### [Instructions to follow]
Give the listing back in full, exactly as written, with the pictures removed.

### [Material provided]
++++++++++++++++++++

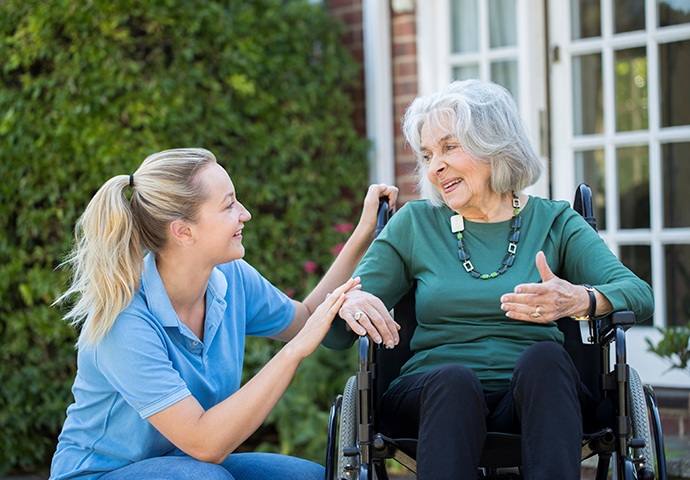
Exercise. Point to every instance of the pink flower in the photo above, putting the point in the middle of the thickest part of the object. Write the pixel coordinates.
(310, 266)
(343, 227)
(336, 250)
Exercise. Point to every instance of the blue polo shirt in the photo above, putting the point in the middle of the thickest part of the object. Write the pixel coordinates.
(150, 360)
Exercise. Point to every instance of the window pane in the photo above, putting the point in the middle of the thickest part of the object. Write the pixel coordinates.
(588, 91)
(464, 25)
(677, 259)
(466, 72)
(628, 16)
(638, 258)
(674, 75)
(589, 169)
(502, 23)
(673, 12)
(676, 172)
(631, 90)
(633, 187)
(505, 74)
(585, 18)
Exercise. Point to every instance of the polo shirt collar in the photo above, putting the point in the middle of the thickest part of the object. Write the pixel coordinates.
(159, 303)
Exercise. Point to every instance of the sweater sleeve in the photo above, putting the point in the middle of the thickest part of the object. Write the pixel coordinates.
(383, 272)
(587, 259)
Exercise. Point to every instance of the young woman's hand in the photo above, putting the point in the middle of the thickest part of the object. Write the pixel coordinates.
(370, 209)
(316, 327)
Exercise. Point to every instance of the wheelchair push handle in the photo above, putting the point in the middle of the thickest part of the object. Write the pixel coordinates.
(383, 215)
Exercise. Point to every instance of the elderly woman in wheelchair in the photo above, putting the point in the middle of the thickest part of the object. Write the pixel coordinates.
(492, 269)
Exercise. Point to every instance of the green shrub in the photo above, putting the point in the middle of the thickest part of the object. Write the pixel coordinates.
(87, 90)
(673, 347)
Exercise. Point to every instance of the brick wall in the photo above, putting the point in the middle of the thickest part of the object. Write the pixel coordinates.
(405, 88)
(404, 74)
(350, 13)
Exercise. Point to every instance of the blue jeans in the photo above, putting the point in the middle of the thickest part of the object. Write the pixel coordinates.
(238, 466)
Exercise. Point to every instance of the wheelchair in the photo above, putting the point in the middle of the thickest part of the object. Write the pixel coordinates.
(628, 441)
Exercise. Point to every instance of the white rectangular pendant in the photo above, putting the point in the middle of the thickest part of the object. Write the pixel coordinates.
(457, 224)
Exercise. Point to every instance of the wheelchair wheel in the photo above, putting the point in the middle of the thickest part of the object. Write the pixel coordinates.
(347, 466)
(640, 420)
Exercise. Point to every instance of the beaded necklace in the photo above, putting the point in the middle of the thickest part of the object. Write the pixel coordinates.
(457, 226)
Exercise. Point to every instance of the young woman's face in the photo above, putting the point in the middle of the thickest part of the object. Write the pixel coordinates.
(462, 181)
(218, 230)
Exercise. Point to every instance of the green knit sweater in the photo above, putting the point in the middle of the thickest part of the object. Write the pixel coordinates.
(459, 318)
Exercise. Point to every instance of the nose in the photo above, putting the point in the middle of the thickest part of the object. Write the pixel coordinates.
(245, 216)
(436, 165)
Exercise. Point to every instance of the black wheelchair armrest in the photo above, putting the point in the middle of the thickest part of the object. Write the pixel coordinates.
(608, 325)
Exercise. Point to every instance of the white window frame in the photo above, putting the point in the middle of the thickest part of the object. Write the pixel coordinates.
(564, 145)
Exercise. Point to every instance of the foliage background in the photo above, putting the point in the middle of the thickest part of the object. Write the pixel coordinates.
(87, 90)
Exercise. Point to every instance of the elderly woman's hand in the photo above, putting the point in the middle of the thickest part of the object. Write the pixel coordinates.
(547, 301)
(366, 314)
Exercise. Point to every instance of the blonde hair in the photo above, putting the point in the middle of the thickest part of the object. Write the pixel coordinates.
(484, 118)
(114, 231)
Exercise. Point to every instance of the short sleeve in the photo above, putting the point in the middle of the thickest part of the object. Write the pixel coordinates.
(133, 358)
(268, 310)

++++++++++++++++++++

### [Solution for this exercise]
Exercise. Point to every instance of the pink flower in the photo above, putting the point in the middle of the thickest part of the object. Write the pixel coordinates.
(310, 266)
(343, 227)
(336, 250)
Exercise. Point to every instance of the blue polo shirt in the photo above, putting the point in the middle of the thickest part of the object. Write the pixel coordinates.
(150, 360)
Exercise. Point to every instance of the window pane in the photo above, putting the point in the middle of the thickest part of the object. Write the pixel coordinates.
(588, 91)
(464, 25)
(677, 259)
(466, 72)
(628, 16)
(638, 258)
(674, 75)
(589, 169)
(502, 23)
(673, 12)
(676, 172)
(631, 90)
(633, 187)
(505, 74)
(585, 18)
Exercise. Point to every instance of the polo shirt collar in the photo above, putting the point in the middle of the thickest part of the object. Write the pixel coordinates.
(159, 303)
Exercise. Point to every instance of the sweater sleeve in the photo above, putting the point in the middle of the thickest part of the object. Write the pixel coordinates.
(383, 272)
(587, 259)
Exercise. Point to every instance of the young woman's hand in the photo above, putting the point in the middle of the thickest part of the object. Write the pixel coordinates.
(370, 209)
(316, 327)
Exercise. Point to every instance of the wheelchair push handle in the photo above, putting the point in the middle of the thickest part of the object. Write the pixel coordinates.
(383, 215)
Exercise. Point to every instance of the elderly woman in wheelchair in the photo above, putting the point in the middle of the thickest part of the object. Write the pixel coordinates.
(492, 269)
Exercise. Point to every instance of the green shrub in the photo above, putting the point in the middle of the thickest part of the object. Write the pixel coordinates.
(87, 90)
(673, 347)
Exercise. Point to every instance of the brick wall in the photo above, putting the point in the middle of the thickest part of the object. Write the pixel coordinates.
(405, 88)
(404, 74)
(350, 13)
Exercise. Point to every instance of the blue jeans in the photo above, putting the point in the middle of the thickest part of the object. Write the pixel coordinates.
(238, 466)
Exercise. Point to every instance of the wheelchair in the photo above, putting the point in the middle of the thickest part of the object. Write the pixel coordinates.
(628, 441)
Exercise. Point to every instance of the white rectangular pendant in the photo above, putting the point in the middle of the thickest part of the object. Write the pixel coordinates.
(457, 224)
Exercise. Point to every instance of the wheelchair wheel in the photo above, putting the point in the middle of the thickest part of the object. Write the pixel coordinates.
(347, 466)
(640, 420)
Exercise. Point to every instance of the beaded necklace in the photo above, putting the point in the middle of the thickest part of the object. Write the pixel coordinates.
(457, 226)
Exercise. Point to every instance of the young woman's face in the photo above, putting the point in the middle of the thickest part of the object. Write the pixel coordinates.
(462, 181)
(218, 230)
Exercise. Point to every instance of the green knit sweater in the photo above, putting the point in the middle of the thickest part of the object. Write the pixel coordinates.
(459, 318)
Exercise. Point to every instance of the nose in the photo above, putting the point in the middle of the thickest part of the object. Write the pixel coordinates.
(245, 216)
(436, 165)
Exercise. Point to every instance of the black wheelchair armrest in the photo above, putting the point in the middle of the thickest part of the object. Write the pixel coordinates.
(608, 325)
Exercise. Point to every instance of the white window frame in the photo above, putting the point in the middle of the thickest part of the object. Write the pixel coordinates.
(564, 145)
Exercise. Point to every instance of the foliage background in the photo above, putting the point in the middle of the thickest part of the object. Write the pixel coordinates.
(87, 90)
Exercise. Point to every instance of the elderly woman's hand in the photo above, putting the point in the middle of the thickest part of the object. Write the pixel coordinates.
(547, 301)
(366, 314)
Exercise. Point to every instance of the blonde hair in the photo above, putting the point in the middle of the thickest part of the object. Write the pixel coordinates.
(484, 118)
(114, 231)
Exercise. Point to every instance of the short sleeve in the photo above, putting the point in the middle of the thickest part of the object. Write the pixel coordinates.
(133, 358)
(268, 310)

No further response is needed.